Position identification records:
>>>
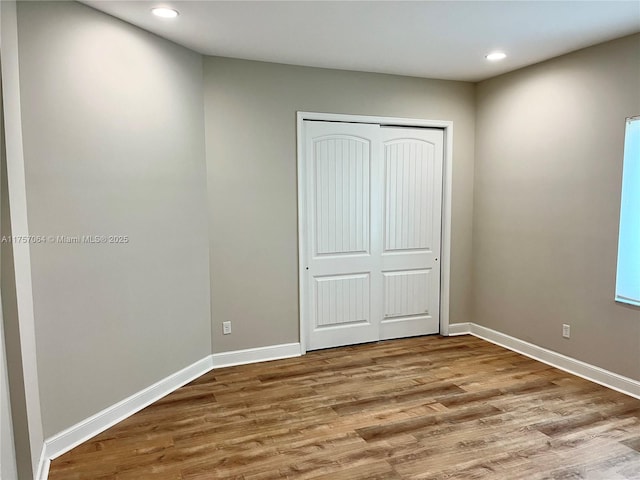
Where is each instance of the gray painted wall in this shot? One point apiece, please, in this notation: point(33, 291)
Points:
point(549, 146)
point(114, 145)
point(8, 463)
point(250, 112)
<<<
>>>
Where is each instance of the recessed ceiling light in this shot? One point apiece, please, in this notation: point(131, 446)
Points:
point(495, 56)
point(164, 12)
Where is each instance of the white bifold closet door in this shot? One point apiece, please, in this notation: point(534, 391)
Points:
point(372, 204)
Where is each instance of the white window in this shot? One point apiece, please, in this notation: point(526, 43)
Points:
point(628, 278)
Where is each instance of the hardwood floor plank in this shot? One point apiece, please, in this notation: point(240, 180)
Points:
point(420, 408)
<<<
§ **Aim**
Copy the rows above verbatim, from the line containing "Where is each instance of the white window" through the line containing "point(420, 408)", inclusive.

§ **Worked solution**
Where is each instance of the white window in this shot? One point apiece, please, in this notation: point(526, 43)
Points:
point(628, 278)
Where is each instance of the hardwood floor plank in this shot? One point apiece, please, in this notation: point(240, 180)
Points:
point(420, 408)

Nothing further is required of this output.